> What you should do
From the text on enzyme detection below, list the cell origins that the activity of certain enzymes can often be used to distinguish.

> Text block
The presence and activity of enzymes can be used to determine the health or metabolic state of a cell. Enzymes are also markers for the cell type since the occurrence and activity of certain enzymes is frequently characteristic of a particular cell. For instance, the activity of certain enzymes can often be used to distinguish cells of bacterial, plant or animal origin, or to distinguish the identity of tissue from which the enzyme originates.
Detection of the presence and activity of enzymes can be facilitated by substrates that are converted by the enzyme of interest to a product that has at least one property that can be measured. These reporter molecules include fluorescent and chromogenic substrates. Fluorescent substrates have been preferable because, in many cases, they have a very high sensitivity and may permit measurements in living single cells with high spatial and temporal resolution. Chromogenic substrates can be very specific but often lack a high degree of resolution.

[Collected data]
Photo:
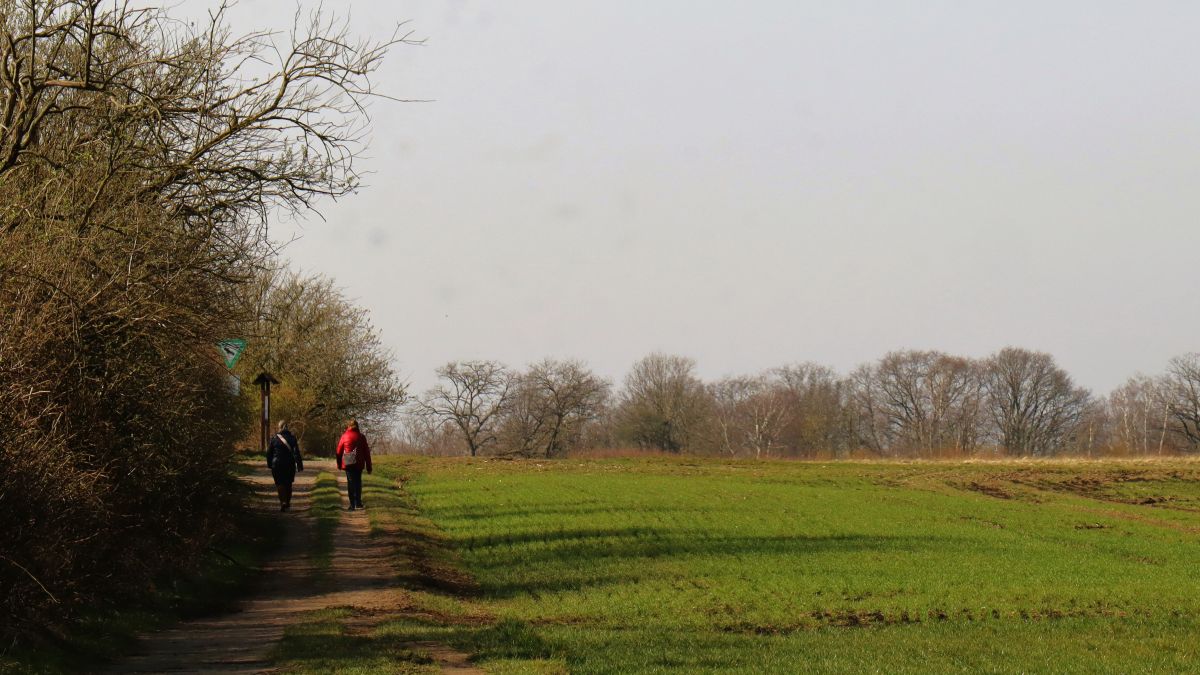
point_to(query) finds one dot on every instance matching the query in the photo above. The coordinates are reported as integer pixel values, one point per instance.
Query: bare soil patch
(363, 578)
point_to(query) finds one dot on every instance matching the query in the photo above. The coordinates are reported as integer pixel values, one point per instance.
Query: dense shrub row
(138, 166)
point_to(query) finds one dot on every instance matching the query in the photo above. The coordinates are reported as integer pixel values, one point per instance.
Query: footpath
(361, 577)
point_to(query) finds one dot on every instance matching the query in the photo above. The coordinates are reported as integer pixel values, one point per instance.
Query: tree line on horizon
(907, 404)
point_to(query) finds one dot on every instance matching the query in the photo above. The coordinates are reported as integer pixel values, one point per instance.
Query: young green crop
(703, 565)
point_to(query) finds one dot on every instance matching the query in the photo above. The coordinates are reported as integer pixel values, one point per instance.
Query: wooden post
(264, 382)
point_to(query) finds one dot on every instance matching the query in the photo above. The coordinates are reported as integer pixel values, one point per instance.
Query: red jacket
(357, 441)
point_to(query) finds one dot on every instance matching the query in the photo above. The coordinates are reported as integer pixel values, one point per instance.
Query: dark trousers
(354, 484)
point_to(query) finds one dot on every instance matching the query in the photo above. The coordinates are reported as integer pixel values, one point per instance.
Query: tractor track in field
(361, 577)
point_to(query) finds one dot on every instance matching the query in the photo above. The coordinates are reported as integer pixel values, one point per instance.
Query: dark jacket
(357, 441)
(283, 454)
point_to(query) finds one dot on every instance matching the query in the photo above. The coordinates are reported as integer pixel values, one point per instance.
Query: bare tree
(1033, 404)
(664, 404)
(750, 413)
(472, 396)
(567, 395)
(918, 401)
(139, 157)
(1139, 413)
(817, 418)
(1182, 392)
(328, 356)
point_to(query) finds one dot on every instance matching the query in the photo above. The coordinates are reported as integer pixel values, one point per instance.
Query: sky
(759, 183)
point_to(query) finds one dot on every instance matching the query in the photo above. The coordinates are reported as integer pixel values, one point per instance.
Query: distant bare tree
(472, 396)
(750, 413)
(141, 157)
(917, 401)
(1182, 392)
(1033, 404)
(328, 356)
(816, 408)
(664, 404)
(1139, 414)
(565, 395)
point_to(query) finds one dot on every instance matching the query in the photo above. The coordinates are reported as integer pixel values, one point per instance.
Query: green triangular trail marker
(231, 350)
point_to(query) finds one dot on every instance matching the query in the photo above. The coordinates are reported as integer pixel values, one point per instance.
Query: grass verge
(327, 507)
(227, 572)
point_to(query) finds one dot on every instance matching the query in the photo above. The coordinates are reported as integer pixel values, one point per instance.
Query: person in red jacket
(353, 455)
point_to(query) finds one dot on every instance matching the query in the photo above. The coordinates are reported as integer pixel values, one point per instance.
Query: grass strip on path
(436, 607)
(327, 511)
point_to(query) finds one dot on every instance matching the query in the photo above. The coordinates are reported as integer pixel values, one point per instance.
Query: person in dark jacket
(283, 459)
(353, 455)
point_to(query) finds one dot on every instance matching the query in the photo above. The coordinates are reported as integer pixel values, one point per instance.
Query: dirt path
(361, 577)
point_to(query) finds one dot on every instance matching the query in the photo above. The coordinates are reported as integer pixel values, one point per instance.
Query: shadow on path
(361, 577)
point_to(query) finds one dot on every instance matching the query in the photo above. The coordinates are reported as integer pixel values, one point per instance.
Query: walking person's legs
(354, 487)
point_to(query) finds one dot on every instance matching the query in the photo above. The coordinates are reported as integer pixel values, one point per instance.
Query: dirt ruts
(361, 575)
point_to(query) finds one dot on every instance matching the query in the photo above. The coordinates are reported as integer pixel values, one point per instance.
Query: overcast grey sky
(759, 183)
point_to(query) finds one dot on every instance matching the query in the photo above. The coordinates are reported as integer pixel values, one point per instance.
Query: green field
(655, 565)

> Problem solution
Bacterial, plant, animal